▸ **Extracted text**
>> START
I agree with the devs here. Everyone is out to make a franchise, not a game. This is partly why we get so many flops as well. This won't change any time soon though as long as our socio-economic system allows this, there will always be greedy people and companies. For now, I'll keep supporting the devs that actually care about games first and money second
games are in most cases not a well fitting medium for story telling.
Most games have poor writing and when you try to make a game more story heavy, it will lose what makes it a game in the first place, the interactivity
@PluckyRicky there are many good games that don't sell and there are many crap games like choo choo charles that sell extremely well.
Couldn't agree more, but it's worth mentioning that while money will always be part of the equation when it comes to the gaming industry (it's in its name after all) it varies from company to company how much they care about games as an artistic expression or even just as a form of entertainment that brings people joy beyond just money - unfortunately most bigger companies are mostly if not exclusively focused on the latter and that's exactly why we've been seeing them chase trends like the one mentioned, their layoffs etc.!
Oh, goodness, that image takes me back to 2018--my online multiplayer phase before I got a Switch. Those were good times.
Finally, somebody with a decent mindset. I'm still baffled that developers will still continue this stupid trend - even though most if not all Fortnite type of games tend to fail.. Miserably. Yes, Helldivers was a hit.. but Concord, Suicide Squad, Skull and Bones and many others were a complete and utter failure.
Here's hoping developers will finally grow a spine - and brain - and make ACTUAL games again.
I think it's silly to call out big pubs over chasing Fortnite. They are huge corporations with tons of shareholders. Do I want them to champion artsy games? Sure, but I get why they don't- I think his game is a perfect example, I don't think EA had any idea how to market it.
There are spaces for these games with numerous indie pubs now. I don't know if ZAU would have done better there but it would have made more sense.
>> END
▸ **Data rows**
>> START
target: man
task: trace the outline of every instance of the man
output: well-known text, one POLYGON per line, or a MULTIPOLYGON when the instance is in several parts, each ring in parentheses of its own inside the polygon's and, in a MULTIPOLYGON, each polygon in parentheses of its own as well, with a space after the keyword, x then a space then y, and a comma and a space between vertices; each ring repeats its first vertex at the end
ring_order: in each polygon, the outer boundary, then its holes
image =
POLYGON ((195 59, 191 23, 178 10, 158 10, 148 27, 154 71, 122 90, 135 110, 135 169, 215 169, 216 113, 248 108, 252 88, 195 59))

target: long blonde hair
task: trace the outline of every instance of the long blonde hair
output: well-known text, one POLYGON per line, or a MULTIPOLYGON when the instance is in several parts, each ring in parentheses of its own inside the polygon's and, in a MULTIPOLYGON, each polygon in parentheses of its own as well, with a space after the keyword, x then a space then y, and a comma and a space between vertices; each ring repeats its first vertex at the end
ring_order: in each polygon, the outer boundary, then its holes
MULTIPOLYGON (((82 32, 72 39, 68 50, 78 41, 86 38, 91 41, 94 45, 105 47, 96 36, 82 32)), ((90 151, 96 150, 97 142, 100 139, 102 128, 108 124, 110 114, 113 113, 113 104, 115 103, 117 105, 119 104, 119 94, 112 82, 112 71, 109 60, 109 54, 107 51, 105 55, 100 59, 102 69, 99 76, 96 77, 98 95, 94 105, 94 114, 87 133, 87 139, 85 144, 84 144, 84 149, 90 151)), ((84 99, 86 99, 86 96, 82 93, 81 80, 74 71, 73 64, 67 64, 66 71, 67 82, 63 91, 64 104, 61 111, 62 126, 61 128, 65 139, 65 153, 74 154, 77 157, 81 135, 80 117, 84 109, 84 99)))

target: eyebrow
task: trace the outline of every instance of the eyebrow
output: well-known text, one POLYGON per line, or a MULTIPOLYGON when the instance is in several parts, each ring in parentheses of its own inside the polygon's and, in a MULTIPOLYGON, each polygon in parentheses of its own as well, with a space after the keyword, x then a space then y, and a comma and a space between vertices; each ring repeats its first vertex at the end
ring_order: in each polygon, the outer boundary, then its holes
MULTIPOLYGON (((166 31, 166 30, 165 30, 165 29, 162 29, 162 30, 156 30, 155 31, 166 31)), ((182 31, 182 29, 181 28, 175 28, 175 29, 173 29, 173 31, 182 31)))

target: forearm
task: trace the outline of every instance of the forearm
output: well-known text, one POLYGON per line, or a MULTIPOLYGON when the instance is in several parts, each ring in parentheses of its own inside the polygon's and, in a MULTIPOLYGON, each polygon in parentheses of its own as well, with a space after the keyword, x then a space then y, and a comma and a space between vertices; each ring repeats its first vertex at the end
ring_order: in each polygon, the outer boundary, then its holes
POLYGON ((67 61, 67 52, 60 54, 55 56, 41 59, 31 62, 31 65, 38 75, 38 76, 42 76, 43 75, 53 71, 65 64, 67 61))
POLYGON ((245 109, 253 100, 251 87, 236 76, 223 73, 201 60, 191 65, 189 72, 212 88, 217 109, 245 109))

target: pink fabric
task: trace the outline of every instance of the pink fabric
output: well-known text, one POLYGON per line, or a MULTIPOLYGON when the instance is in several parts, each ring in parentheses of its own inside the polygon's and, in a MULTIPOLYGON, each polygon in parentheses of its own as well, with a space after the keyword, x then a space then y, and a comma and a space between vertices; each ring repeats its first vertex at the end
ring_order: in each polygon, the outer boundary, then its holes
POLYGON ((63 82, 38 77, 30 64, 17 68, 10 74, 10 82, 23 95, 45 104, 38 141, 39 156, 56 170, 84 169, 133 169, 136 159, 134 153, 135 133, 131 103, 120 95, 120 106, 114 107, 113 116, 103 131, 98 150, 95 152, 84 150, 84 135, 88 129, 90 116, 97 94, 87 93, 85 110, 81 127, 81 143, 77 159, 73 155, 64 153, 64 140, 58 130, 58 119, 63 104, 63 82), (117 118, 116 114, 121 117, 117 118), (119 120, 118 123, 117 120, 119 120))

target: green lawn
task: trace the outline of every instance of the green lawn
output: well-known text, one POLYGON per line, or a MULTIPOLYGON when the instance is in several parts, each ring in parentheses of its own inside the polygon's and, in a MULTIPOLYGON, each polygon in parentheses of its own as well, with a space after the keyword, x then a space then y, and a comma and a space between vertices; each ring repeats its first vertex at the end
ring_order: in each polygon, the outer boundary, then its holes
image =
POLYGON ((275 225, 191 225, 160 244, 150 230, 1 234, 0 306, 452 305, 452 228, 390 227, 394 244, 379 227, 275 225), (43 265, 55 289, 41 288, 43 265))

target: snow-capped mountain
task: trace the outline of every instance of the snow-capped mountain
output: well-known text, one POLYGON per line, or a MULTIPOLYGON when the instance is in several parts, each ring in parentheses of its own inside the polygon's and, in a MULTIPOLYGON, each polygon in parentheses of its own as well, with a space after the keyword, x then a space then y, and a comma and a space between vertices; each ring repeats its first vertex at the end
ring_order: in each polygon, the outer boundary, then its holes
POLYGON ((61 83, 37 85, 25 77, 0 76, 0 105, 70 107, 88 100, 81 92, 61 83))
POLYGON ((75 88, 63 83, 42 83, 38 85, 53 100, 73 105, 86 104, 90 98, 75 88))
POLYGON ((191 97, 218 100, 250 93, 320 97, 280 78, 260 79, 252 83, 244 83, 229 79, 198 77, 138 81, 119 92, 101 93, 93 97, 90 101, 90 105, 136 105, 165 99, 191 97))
>> END
▸ **Instruction 1**
Please transcribe the comments from "Here's hoping developers" to "to market it.".
▸ **Instruction 2**
Answer these questions using the comments:
(a) Which game is given as a crap game that sells extremely well?
(b) What year marks one commenter's online multiplayer phase?
(c) Which company is said to have had no idea how to market the game?
The items above are separate material from the comments.

▸ **Worked solution 1**
Here's hoping developers will finally grow a spine - and brain - and make ACTUAL games again.
I think it's silly to call out big pubs over chasing Fortnite. They are huge corporations with tons of shareholders. Do I want them to champion artsy games? Sure, but I get why they don't- I think his game is a perfect example, I don't think EA had any idea how to market it.

▸ **Worked solution 2**
(a) choo choo charles
(b) 2018
(c) EA